PAGE EXCERPT.
*****

ソースコード

MOD = 998244353

def main():
    import sys
    input = sys.stdin.read
    data = input().split()
    idx = 0
    N = int(data[idx])
    idx += 1
    M = int(data[idx])
    idx += 1
    
    pos_P = {}
    K_list = []
    fixed_P = set()
    for _ in range(M):
        P = int(data[idx])
        idx += 1
        K = int(data[idx])
        idx += 1
        pos_P[P] = K
        K_list.append(K)
        fixed_P.add(P)
    
    # Collect free elements F and sort them
    free_F = []
    for p in range(1, N+1):
        if p not in fixed_P:
            free_F.append(p)
    free_F.sort()
    L = len(free_F)
    
    # Precompute factorials up to N
    max_fact = max(N, L)
    fact = [1] * (max_fact + 1)
    for i in range(2, max_fact+1):
        fact[i] = fact[i-1] * i % MOD
    
    # Step 1: Contribution from fixed pairs
    fixed_pairs_count = 0
    if M > 0:
        # Process fixed elements sorted by their positions
        sorted_fixed = sorted(pos_P.items(), key=lambda x: x[1])

*****

DATASET SECTION.

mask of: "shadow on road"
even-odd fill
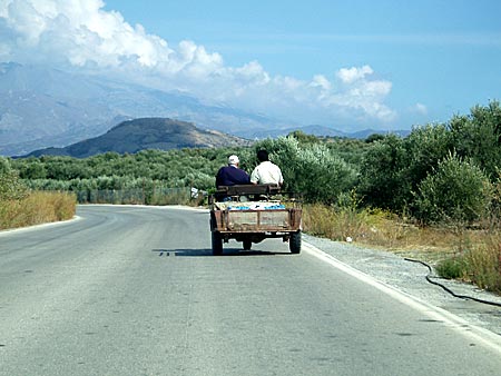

*****

OBJECTIVES.
[A] In the Python code, what value is assigned to MOD?
[B] Please carry on writing the Python code, starting right after its last line.

ANSWERS.
[A] 998244353

[B]
        fixed_values = [p for p, _ in sorted_fixed]
        # Use Fenwick Tree to count inversions in fixed_values
        class FenwickTree:
            def __init__(self, size):
                self.size = size
                self.tree = [0]*(size+2)
            
            def update(self, idx, delta=1):
                while idx <= self.size:
                    self.tree[idx] += delta
                    idx += idx & -idx
            
            def query(self, idx):
                res = 0
                while idx > 0:
                    res += self.tree[idx]
                    idx -= idx & -idx
                return res
        
        ft = FenwickTree(N)
        inv_count = 0
        # Iterate from right to left
        for i in reversed(range(len(fixed_values))):
            p = fixed_values[i]
            inv_count += ft.query(p-1)
            ft.update(p)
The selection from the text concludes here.